(Rows in a dataset)
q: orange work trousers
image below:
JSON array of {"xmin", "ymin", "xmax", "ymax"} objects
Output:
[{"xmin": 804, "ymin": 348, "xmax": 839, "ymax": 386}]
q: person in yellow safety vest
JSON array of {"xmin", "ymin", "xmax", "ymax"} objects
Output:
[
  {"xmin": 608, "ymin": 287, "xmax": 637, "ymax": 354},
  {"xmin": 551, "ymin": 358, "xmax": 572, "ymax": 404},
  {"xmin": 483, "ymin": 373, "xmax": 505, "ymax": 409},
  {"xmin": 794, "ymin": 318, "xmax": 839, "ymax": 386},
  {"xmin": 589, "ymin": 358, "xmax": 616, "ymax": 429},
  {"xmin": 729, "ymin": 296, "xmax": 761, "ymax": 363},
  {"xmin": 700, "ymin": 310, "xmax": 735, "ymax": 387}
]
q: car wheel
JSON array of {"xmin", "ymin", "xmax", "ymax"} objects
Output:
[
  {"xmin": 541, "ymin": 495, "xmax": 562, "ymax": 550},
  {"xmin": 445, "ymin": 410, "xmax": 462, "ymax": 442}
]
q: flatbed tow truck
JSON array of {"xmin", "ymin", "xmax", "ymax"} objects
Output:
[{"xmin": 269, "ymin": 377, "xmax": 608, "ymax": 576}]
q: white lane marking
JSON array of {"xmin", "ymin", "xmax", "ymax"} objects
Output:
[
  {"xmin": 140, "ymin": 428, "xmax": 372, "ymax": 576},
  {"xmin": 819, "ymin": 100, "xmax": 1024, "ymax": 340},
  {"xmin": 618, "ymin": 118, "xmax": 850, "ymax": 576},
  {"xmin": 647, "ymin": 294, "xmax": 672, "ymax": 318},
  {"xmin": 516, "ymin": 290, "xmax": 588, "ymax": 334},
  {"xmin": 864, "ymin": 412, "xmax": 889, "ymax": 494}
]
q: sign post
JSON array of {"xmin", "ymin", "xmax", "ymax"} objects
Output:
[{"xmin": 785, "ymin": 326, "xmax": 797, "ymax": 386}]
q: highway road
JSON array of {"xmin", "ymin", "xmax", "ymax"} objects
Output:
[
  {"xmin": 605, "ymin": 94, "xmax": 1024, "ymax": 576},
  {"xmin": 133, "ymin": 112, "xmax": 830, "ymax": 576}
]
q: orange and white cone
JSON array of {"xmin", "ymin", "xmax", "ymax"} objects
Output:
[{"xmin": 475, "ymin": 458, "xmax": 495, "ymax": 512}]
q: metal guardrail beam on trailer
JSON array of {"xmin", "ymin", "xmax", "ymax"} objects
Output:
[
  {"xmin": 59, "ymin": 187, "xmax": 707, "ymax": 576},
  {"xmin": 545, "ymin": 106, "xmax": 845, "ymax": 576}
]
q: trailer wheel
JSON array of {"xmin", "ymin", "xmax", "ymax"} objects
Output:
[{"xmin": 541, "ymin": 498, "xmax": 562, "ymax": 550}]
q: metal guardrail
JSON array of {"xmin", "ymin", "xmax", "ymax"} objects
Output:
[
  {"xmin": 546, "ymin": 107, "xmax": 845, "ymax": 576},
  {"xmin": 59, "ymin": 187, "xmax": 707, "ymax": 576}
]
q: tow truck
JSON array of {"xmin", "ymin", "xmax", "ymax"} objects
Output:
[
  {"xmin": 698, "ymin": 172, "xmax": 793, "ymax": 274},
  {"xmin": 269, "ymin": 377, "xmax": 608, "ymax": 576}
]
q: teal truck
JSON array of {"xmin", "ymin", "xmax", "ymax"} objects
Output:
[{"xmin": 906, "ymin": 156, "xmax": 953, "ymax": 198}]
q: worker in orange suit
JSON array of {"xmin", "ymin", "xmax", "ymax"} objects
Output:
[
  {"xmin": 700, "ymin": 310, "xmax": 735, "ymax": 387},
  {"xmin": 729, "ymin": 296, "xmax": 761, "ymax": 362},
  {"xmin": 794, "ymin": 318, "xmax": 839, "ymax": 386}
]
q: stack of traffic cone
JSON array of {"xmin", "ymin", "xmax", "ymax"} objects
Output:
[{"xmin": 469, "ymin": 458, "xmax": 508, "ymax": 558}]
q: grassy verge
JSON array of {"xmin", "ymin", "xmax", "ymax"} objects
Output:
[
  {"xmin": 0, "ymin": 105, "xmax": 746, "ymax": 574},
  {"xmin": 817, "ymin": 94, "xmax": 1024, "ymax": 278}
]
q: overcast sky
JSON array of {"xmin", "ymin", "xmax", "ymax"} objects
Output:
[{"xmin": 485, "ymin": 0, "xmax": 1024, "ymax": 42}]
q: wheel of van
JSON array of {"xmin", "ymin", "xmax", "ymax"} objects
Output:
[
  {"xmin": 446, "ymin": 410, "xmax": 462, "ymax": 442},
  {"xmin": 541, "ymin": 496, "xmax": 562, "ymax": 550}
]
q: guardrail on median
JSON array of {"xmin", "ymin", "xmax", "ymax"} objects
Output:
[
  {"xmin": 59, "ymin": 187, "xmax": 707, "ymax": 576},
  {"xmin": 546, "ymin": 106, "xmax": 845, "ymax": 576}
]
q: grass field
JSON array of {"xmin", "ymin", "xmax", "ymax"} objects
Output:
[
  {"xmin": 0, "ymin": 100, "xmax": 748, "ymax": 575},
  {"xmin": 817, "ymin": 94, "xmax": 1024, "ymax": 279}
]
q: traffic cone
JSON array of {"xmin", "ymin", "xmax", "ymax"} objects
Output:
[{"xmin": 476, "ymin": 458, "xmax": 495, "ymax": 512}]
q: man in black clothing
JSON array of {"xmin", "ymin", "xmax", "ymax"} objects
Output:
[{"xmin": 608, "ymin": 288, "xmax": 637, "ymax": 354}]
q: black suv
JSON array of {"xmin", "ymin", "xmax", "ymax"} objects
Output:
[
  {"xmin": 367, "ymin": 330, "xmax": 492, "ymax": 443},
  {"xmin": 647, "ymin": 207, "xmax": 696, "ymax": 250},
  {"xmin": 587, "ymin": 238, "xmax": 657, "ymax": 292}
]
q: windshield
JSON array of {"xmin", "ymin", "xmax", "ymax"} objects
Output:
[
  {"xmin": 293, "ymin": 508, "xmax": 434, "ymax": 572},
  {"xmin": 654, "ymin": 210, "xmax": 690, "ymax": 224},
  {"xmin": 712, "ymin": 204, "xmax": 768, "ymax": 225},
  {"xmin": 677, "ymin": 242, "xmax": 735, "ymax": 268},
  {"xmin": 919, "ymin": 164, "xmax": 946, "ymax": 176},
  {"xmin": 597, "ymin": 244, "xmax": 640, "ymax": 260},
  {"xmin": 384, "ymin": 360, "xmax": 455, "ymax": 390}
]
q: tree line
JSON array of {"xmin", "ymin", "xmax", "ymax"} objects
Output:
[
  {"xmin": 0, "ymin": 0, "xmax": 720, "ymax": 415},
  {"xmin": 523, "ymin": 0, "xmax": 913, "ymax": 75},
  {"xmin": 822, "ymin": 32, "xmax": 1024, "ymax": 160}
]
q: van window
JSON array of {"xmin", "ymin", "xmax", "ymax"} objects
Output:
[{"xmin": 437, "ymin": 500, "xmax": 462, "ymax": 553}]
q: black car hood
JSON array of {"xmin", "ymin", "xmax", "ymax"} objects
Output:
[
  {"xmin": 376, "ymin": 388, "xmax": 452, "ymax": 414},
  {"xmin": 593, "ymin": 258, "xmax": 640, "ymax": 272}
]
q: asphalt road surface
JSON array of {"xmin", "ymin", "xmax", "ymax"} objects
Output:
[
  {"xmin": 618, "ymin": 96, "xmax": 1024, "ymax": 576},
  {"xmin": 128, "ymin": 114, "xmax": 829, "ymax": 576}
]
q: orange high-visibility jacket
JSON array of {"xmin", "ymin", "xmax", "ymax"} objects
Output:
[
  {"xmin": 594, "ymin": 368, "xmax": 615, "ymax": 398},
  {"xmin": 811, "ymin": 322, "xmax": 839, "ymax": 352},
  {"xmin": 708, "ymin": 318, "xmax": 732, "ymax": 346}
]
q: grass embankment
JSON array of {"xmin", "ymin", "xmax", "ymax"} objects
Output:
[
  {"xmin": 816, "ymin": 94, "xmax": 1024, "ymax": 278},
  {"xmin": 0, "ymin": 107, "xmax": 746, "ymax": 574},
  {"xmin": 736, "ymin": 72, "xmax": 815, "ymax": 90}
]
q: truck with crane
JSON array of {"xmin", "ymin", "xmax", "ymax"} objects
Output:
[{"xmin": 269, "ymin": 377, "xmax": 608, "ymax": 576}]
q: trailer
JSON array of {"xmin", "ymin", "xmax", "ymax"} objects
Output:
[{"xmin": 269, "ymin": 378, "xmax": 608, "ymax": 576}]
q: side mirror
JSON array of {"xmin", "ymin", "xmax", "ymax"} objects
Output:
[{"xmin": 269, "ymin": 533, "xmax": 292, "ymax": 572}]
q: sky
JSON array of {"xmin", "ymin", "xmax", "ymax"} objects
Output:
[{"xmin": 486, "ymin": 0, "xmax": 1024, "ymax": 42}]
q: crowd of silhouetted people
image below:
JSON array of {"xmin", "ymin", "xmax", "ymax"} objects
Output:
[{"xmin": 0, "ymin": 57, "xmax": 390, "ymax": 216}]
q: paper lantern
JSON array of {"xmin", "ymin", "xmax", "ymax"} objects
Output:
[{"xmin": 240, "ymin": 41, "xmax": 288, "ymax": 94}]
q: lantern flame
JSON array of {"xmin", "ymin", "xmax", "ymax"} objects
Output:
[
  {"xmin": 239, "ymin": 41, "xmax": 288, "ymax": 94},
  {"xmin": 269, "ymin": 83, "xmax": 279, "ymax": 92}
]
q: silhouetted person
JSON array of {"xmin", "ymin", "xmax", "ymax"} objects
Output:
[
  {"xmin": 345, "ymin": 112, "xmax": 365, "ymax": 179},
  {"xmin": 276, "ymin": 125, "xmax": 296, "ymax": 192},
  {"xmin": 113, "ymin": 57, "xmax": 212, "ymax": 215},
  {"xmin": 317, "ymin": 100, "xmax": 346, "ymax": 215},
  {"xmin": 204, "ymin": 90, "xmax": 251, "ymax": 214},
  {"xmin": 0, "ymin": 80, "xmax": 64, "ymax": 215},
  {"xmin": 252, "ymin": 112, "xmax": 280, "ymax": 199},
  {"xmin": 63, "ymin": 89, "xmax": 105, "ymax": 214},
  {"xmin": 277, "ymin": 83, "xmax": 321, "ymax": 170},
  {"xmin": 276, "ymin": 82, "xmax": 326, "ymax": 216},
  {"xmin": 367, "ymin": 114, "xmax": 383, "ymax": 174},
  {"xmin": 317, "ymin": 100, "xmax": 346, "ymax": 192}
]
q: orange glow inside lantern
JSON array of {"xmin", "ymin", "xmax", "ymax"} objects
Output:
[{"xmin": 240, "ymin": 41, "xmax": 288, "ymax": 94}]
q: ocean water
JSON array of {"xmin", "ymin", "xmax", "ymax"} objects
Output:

Aim of the exercise:
Report how many lines of the rows above contain the word "lantern". Give only the number.

Output of the exercise:
3